_TASK PROMPT_.
Pull out each line below that contains the word "volunteer", matching case exactly.

[Excerpts of pointing data]

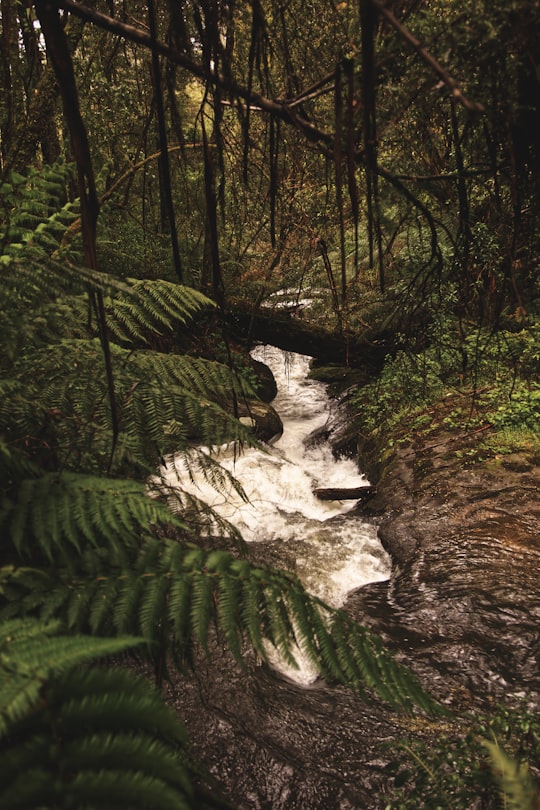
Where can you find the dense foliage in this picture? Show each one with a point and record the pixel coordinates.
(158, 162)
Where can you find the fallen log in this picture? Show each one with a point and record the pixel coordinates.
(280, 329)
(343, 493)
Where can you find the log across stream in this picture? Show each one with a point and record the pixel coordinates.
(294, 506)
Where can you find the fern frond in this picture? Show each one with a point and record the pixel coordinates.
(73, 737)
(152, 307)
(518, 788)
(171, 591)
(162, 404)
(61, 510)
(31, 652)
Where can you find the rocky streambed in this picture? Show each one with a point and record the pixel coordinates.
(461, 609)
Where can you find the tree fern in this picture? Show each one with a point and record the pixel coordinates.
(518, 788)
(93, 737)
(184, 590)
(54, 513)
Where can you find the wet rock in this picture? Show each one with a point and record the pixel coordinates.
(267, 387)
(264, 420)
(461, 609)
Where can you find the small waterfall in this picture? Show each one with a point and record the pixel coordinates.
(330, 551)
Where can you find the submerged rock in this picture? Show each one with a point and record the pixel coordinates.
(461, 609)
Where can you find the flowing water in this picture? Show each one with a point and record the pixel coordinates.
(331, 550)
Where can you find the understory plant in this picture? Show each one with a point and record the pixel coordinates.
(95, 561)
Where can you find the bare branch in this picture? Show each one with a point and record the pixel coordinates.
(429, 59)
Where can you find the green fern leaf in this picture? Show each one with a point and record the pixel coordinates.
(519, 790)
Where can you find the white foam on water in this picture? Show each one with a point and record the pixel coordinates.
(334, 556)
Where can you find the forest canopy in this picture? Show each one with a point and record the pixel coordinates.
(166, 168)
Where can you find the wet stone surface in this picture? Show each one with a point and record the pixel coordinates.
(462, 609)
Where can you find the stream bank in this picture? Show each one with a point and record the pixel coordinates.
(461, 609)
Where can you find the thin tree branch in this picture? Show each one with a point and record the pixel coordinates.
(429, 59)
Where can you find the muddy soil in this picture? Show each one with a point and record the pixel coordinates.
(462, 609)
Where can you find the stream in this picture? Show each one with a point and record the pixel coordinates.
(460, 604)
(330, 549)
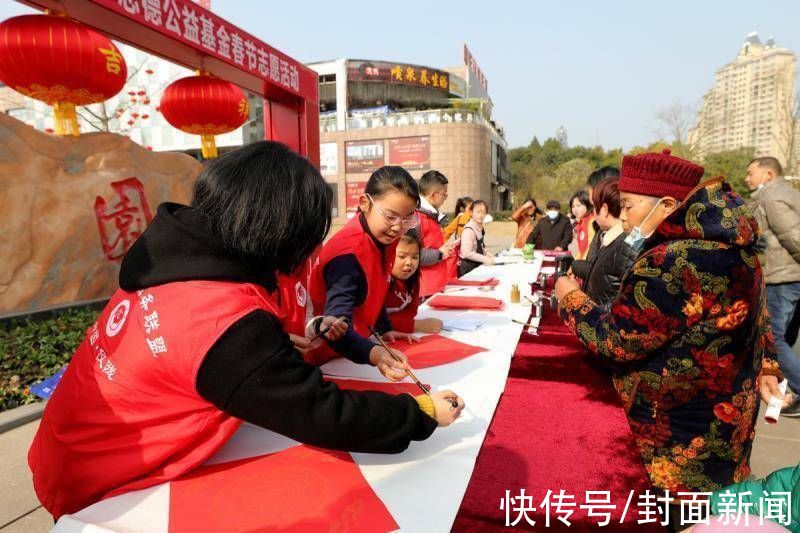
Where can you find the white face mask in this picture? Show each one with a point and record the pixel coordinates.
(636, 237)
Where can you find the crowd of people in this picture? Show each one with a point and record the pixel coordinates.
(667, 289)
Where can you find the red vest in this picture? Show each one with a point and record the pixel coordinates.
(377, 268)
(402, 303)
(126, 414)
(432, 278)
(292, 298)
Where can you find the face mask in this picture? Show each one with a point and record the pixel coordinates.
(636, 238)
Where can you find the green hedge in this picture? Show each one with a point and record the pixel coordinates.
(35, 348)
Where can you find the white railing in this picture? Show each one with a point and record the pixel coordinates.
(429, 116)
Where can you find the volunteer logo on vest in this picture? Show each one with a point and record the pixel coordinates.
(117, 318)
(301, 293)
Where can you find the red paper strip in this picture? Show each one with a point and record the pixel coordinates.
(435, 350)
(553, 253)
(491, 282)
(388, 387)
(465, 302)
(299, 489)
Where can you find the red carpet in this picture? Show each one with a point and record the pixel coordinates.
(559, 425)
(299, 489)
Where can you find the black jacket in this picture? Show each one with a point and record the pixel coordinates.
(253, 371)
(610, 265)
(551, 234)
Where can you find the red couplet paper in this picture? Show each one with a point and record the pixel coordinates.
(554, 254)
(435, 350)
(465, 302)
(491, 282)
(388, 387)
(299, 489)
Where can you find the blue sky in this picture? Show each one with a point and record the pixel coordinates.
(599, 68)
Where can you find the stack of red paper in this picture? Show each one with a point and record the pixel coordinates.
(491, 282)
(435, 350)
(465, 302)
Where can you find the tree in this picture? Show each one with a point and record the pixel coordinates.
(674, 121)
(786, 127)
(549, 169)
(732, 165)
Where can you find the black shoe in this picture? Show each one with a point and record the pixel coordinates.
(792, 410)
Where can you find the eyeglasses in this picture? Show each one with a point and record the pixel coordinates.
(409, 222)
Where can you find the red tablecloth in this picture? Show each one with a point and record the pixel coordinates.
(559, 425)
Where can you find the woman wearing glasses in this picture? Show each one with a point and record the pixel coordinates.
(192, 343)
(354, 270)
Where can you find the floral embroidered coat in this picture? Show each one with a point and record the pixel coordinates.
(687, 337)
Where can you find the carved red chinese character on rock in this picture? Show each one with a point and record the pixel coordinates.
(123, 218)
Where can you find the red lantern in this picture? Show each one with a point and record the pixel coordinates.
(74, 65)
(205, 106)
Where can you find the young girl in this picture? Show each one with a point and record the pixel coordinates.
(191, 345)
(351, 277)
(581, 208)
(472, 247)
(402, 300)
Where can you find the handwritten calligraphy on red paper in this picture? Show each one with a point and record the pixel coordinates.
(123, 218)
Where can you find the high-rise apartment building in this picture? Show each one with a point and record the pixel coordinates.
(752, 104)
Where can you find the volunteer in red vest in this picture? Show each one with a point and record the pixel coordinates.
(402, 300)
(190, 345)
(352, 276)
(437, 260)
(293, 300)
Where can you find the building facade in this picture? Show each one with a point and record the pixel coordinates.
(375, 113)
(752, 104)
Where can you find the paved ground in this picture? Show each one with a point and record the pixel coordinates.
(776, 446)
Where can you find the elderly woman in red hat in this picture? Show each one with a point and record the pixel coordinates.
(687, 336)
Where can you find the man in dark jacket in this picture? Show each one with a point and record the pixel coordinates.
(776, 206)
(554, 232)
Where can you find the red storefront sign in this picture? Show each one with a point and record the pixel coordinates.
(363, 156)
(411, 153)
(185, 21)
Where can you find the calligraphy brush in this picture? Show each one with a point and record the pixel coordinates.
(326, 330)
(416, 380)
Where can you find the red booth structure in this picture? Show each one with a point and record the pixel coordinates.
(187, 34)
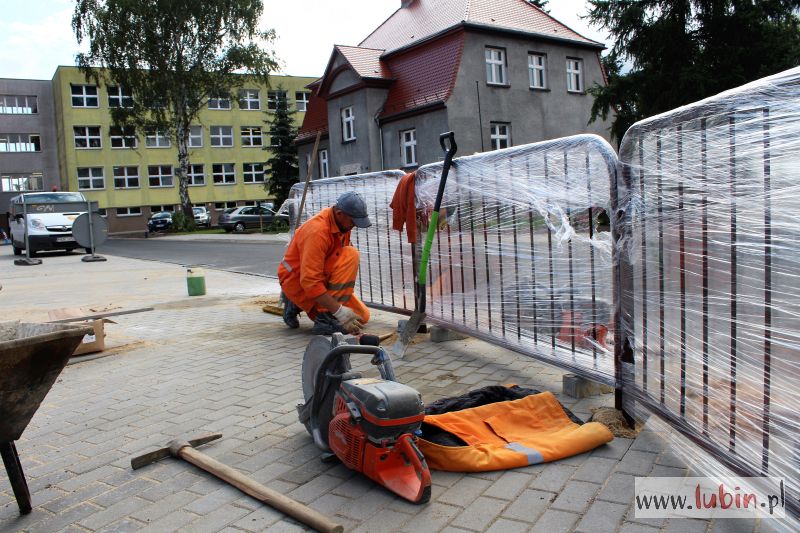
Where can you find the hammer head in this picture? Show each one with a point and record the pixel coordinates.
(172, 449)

---

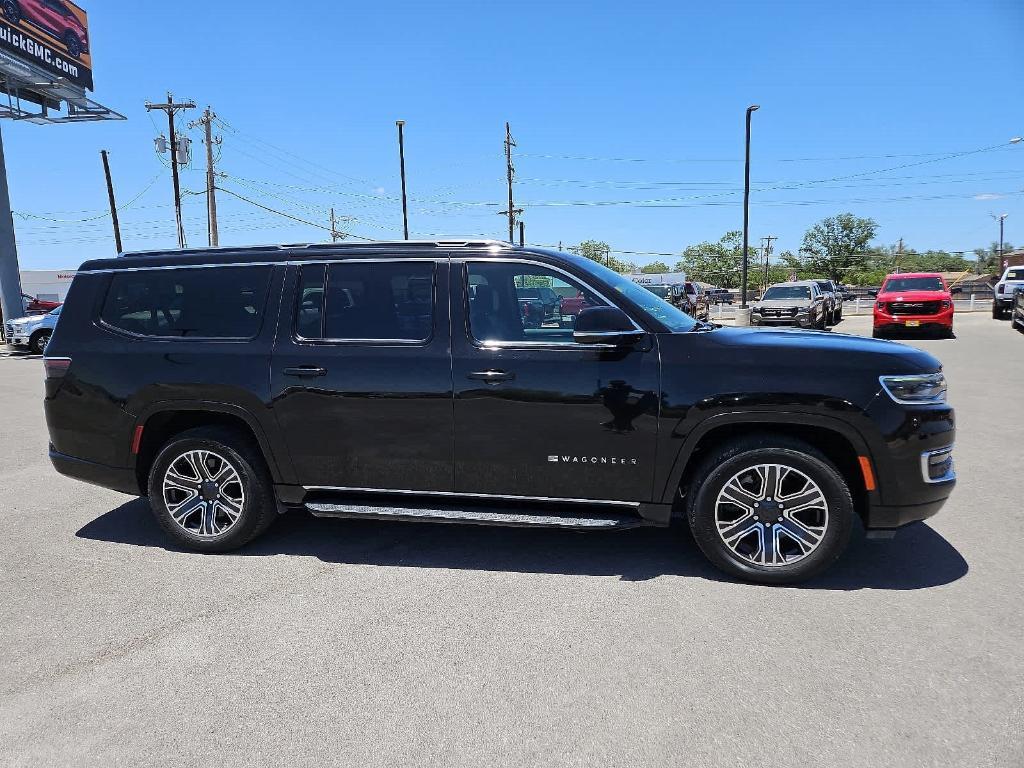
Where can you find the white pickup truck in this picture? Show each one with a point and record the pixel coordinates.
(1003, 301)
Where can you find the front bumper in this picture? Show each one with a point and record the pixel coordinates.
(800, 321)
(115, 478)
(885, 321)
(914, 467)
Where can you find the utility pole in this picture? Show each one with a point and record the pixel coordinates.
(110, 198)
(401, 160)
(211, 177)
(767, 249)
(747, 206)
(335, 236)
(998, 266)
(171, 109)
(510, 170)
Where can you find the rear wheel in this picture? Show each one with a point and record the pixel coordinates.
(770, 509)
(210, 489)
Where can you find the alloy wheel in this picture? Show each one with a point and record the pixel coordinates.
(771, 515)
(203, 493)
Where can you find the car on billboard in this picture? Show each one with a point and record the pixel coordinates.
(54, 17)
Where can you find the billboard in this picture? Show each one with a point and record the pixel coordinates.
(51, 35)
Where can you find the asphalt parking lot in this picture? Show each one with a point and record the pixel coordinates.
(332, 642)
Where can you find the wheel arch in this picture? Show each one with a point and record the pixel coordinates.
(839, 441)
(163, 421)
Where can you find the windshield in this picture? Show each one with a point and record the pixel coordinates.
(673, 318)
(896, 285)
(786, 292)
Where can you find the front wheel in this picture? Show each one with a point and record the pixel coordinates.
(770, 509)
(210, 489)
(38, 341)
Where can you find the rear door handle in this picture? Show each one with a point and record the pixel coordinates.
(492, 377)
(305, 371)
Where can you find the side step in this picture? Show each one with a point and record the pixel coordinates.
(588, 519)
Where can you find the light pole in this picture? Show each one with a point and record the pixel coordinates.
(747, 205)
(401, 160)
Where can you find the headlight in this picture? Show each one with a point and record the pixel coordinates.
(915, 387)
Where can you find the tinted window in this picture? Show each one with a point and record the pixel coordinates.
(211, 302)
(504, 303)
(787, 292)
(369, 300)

_SOLUTION_.
Where can you find the volunteer logo on vest in this picture? Show each one with a point and record the pixel coordinates.
Where can you find the volunteer in red vest in this picture? Show each one with a point and record the pixel coordinates.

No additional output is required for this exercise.